→ **YOUR INSTRUCTIONS**
Repeat every line below exactly, word for word.

→ **SUPPLIED RECORDS**
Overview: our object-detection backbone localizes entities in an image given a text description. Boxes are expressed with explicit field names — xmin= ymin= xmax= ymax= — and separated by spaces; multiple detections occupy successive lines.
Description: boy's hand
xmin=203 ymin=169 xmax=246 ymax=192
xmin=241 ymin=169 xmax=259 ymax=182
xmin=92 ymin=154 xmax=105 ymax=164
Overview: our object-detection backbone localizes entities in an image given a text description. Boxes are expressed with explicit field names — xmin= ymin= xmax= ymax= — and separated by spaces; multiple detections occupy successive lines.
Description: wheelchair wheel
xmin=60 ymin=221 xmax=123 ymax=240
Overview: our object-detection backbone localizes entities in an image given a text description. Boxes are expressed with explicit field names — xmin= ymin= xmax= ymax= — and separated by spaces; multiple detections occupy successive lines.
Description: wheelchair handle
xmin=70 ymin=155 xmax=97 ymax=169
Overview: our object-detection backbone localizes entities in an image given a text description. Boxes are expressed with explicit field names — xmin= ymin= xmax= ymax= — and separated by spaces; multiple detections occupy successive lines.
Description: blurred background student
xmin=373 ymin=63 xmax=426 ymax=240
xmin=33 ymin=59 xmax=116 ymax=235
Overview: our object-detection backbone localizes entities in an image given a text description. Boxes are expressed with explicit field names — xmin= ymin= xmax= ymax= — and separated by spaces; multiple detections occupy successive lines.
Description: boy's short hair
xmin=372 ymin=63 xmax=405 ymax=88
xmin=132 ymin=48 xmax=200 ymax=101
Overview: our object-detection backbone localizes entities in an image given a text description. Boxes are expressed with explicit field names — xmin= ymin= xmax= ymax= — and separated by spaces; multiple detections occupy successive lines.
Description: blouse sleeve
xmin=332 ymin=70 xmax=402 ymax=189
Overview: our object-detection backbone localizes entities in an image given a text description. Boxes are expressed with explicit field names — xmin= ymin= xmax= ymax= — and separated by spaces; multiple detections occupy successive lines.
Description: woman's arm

→ **SOLUTION FOR THIS TASK**
Overview: our object-detection backbone localizes entities in an image given a text description. Boxes are expressed with explicit field names — xmin= ymin= xmax= ymax= — and separated by spaces; multiple detections occupy successive lines.
Description: boy's hand
xmin=203 ymin=169 xmax=246 ymax=192
xmin=241 ymin=169 xmax=259 ymax=182
xmin=92 ymin=154 xmax=105 ymax=164
Overview: our object-detection backbone localizes entities in an image given a text description. Boxes are expressed with explicit field names — xmin= ymin= xmax= ymax= — and separated by spaces; multiple detections occupy successive lines.
Description: wheelchair wheel
xmin=60 ymin=221 xmax=123 ymax=240
Overview: our object-detection backbone localizes entities in an image given a text description. Boxes are expressed with explicit field names — xmin= ymin= xmax= ymax= — and separated by spaces; multiple detections occupy successive lines.
Description: wheelchair handle
xmin=70 ymin=155 xmax=97 ymax=169
Overview: our object-detection backbone localizes entities in an image given a text description. Boxes are expressed with explicit field names — xmin= ymin= xmax= ymax= — and separated by spaces; multiple detections occupy successive lines.
Description: blurred background student
xmin=373 ymin=63 xmax=426 ymax=240
xmin=33 ymin=59 xmax=116 ymax=235
Overview: our object-detection backbone localizes entities in an image given a text description. Boxes are expressed with explicit field names — xmin= ymin= xmax= ymax= — and separated by spaces; multiple detections occupy successive lines.
Description: boy's short hair
xmin=372 ymin=63 xmax=405 ymax=88
xmin=132 ymin=48 xmax=200 ymax=101
Overview: our object-detection backbone localizes entities in an image given a text description. Boxes are expressed with explicit field names — xmin= ymin= xmax= ymax= — and separated by spaces; multiple detections occupy successive lines.
Description: blouse sleeve
xmin=332 ymin=70 xmax=402 ymax=189
Overview: our object-detection backbone localizes entities in an image given a text description. Boxes are expressed with explicit field names — xmin= ymin= xmax= ymax= — and separated by spaces; multiple detections occupy successive lines.
Description: woman's arm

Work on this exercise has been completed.